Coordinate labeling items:
-=-=-=-=-
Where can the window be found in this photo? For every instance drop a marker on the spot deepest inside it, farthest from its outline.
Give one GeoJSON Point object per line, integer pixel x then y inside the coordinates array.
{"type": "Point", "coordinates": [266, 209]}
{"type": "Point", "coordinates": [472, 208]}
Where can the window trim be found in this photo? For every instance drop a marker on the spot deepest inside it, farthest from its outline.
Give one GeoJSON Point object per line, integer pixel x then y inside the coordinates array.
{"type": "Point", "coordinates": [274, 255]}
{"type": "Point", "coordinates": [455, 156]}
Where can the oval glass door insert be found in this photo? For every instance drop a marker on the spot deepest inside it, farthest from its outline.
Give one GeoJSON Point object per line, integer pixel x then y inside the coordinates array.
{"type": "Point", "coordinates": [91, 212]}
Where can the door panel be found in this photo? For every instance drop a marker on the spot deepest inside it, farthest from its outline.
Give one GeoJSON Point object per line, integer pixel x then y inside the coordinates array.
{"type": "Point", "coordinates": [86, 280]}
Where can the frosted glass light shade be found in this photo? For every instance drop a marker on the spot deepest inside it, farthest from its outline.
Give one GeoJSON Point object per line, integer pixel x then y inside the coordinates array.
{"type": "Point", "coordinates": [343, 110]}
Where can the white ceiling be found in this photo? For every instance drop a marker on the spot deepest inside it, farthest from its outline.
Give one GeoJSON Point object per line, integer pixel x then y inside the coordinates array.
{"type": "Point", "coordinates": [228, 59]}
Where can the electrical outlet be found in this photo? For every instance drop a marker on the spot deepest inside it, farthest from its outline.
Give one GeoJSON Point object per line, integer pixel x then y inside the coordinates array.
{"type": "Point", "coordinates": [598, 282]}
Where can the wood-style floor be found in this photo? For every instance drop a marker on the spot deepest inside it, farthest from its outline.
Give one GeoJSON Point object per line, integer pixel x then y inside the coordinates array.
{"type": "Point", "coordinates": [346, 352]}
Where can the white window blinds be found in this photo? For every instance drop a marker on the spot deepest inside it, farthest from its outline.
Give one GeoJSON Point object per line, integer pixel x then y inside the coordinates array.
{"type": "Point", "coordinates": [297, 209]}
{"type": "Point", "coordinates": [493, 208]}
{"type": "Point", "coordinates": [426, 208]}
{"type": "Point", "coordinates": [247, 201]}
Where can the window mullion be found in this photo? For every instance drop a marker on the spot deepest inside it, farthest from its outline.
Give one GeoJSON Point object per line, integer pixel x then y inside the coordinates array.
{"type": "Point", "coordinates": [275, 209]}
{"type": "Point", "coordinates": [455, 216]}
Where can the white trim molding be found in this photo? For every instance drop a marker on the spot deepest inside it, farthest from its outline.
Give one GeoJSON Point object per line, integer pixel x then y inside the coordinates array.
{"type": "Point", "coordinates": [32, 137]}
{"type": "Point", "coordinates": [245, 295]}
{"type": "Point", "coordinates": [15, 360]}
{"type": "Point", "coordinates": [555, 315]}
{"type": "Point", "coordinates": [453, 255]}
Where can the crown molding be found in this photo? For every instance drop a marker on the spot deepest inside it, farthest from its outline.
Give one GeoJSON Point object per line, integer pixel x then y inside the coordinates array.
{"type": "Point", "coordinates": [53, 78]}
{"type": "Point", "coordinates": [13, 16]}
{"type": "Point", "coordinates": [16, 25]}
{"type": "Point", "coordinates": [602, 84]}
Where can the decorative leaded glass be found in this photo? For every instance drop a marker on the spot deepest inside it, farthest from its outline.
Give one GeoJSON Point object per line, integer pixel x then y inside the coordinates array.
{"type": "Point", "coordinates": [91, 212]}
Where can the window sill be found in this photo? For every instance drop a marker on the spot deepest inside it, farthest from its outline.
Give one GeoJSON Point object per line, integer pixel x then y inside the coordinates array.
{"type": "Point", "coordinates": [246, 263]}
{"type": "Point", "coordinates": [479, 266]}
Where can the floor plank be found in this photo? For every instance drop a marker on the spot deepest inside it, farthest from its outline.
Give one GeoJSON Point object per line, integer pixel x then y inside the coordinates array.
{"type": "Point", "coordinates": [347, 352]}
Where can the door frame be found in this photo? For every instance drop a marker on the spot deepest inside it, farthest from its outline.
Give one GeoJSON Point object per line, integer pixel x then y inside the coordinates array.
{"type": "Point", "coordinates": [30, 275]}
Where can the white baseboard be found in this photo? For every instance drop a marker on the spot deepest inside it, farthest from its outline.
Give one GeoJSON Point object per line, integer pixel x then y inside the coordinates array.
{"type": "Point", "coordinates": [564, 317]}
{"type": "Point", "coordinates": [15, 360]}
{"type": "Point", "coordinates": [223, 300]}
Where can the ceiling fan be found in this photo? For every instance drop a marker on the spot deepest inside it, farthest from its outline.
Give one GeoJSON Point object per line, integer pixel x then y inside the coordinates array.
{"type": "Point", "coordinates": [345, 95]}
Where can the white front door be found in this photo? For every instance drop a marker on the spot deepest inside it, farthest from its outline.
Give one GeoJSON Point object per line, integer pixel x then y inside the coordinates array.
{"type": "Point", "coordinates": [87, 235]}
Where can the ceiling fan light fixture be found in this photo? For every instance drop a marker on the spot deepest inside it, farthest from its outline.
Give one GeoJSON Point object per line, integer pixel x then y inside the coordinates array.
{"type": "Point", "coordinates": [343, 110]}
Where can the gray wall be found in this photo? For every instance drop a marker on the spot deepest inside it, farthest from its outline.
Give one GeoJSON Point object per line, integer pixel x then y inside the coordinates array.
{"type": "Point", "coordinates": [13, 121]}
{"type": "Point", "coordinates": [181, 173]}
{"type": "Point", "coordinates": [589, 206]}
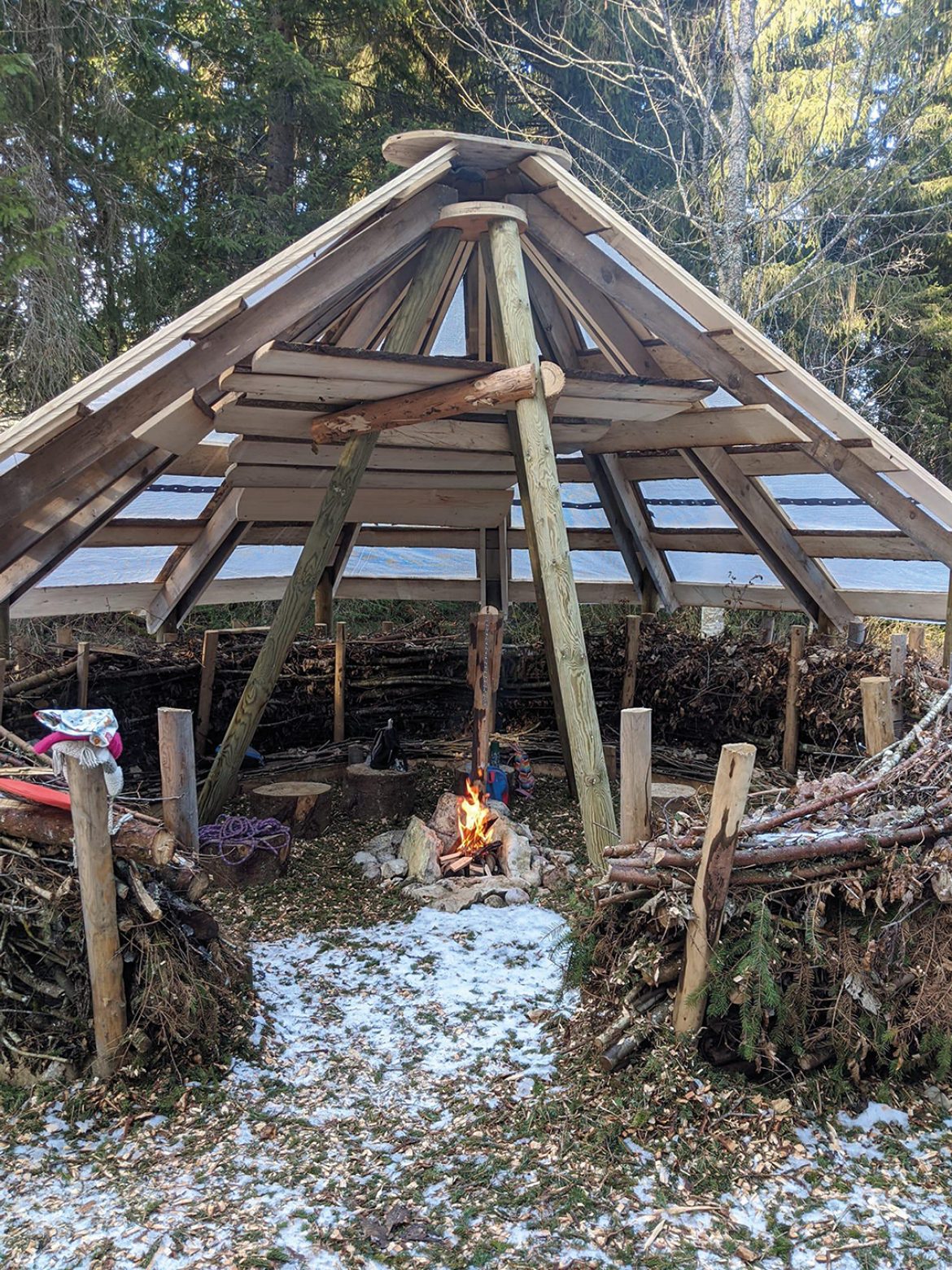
-=-=-=-=-
- THE REQUEST
Copy the items above word for word, starting at the line that contains "Where can the gray" and continuing through the last of the items. Leave the pictures out of your answer.

- TASK RESULT
Where can the gray wall be found in this photo? For every instance drop a marker on the spot deepest inside it, farthest from its outline.
Give one GeoJSON Point object per line, integer pixel x then y inside the coordinates array.
{"type": "Point", "coordinates": [13, 121]}
{"type": "Point", "coordinates": [181, 173]}
{"type": "Point", "coordinates": [589, 206]}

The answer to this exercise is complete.